— Set task —
Rewrite all of the entries below, swapping every "Found at" for "Located at" and keeping everything else unchanged.

— Excerpted records —

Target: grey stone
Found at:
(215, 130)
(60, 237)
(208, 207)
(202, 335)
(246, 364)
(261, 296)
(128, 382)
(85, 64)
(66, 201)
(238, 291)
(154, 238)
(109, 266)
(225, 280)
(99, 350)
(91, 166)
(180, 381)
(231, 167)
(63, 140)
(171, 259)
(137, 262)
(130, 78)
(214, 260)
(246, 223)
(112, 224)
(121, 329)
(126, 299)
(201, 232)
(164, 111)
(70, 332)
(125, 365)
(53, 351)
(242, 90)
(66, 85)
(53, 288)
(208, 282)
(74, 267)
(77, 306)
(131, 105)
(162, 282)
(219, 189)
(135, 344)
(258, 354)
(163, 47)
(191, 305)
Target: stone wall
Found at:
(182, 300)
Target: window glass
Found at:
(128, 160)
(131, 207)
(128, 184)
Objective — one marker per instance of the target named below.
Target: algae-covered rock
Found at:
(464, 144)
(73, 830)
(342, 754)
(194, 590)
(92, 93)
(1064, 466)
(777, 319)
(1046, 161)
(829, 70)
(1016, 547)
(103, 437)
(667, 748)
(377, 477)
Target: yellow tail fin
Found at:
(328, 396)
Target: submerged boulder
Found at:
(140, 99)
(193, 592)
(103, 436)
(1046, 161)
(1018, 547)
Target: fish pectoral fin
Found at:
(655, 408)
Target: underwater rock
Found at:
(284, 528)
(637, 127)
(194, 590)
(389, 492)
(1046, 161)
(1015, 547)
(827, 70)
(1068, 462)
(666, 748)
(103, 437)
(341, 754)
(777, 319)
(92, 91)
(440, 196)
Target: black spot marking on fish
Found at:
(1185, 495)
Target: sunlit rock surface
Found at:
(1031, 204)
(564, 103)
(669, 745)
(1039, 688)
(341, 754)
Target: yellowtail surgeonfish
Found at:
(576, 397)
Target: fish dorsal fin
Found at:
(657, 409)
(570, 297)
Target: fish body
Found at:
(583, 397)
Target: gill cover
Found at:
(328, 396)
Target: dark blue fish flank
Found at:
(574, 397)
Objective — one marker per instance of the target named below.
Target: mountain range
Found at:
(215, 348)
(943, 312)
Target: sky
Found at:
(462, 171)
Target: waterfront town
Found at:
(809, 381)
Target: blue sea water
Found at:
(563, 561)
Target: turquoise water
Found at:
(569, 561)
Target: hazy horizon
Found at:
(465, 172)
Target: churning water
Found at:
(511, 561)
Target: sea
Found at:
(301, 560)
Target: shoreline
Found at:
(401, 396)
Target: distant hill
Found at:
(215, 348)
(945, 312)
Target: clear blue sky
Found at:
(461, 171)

— Solution to the problem —
Target: grey stone
Located at:
(215, 130)
(60, 237)
(208, 207)
(202, 335)
(246, 364)
(261, 296)
(128, 382)
(85, 64)
(66, 201)
(238, 291)
(154, 238)
(109, 266)
(225, 280)
(99, 350)
(91, 166)
(180, 381)
(231, 167)
(63, 140)
(171, 259)
(137, 262)
(130, 78)
(214, 260)
(246, 223)
(112, 224)
(121, 329)
(126, 299)
(201, 232)
(164, 111)
(70, 332)
(125, 365)
(53, 351)
(242, 90)
(66, 85)
(53, 288)
(208, 282)
(74, 267)
(77, 306)
(131, 105)
(162, 282)
(219, 189)
(135, 344)
(258, 354)
(163, 47)
(191, 305)
Target: stone wall
Located at:
(182, 300)
Target: window glass
Located at:
(128, 160)
(131, 207)
(128, 184)
Objective — one marker per instance of the target named below.
Target: algae-covered rock
Located at:
(464, 144)
(73, 830)
(342, 754)
(194, 590)
(92, 93)
(1064, 466)
(777, 319)
(1046, 161)
(829, 70)
(1016, 547)
(103, 437)
(667, 748)
(377, 477)
Target: yellow tail fin
Located at:
(328, 396)
Target: submerged boulder
Located at:
(140, 99)
(193, 592)
(103, 436)
(1046, 161)
(1018, 547)
Target: fish pectoral fin
Located at:
(655, 408)
Target: underwater rock
Located at:
(284, 528)
(637, 127)
(194, 590)
(389, 492)
(1046, 161)
(1015, 547)
(827, 70)
(1068, 462)
(666, 748)
(103, 437)
(341, 754)
(777, 319)
(92, 91)
(440, 196)
Target: black spot marking on fish
Located at:
(1185, 495)
Target: sunlit rock surface
Located at:
(1031, 204)
(564, 103)
(669, 745)
(1039, 688)
(341, 754)
Target: yellowtail surgeonfish
Located at:
(576, 397)
Target: fish dorsal fin
Located at:
(657, 409)
(570, 297)
Target: fish body
Located at:
(583, 397)
Target: gill cover
Located at:
(328, 396)
Target: dark blue fish flank
Located at:
(574, 397)
Objective — one marker per instance of the target named below.
Target: mountain range
Located at:
(215, 348)
(943, 312)
Target: sky
Located at:
(462, 171)
Target: waterfront town
Located at:
(809, 381)
Target: blue sea water
Located at:
(563, 561)
Target: turquoise water
Located at:
(569, 561)
Target: hazy horizon
Located at:
(465, 172)
Target: churning water
Located at:
(511, 561)
Target: sea
Located at:
(301, 560)
Target: shoreline
Located at:
(401, 396)
Target: distant hill
Located at:
(215, 348)
(945, 312)
Target: clear blue sky
Located at:
(461, 171)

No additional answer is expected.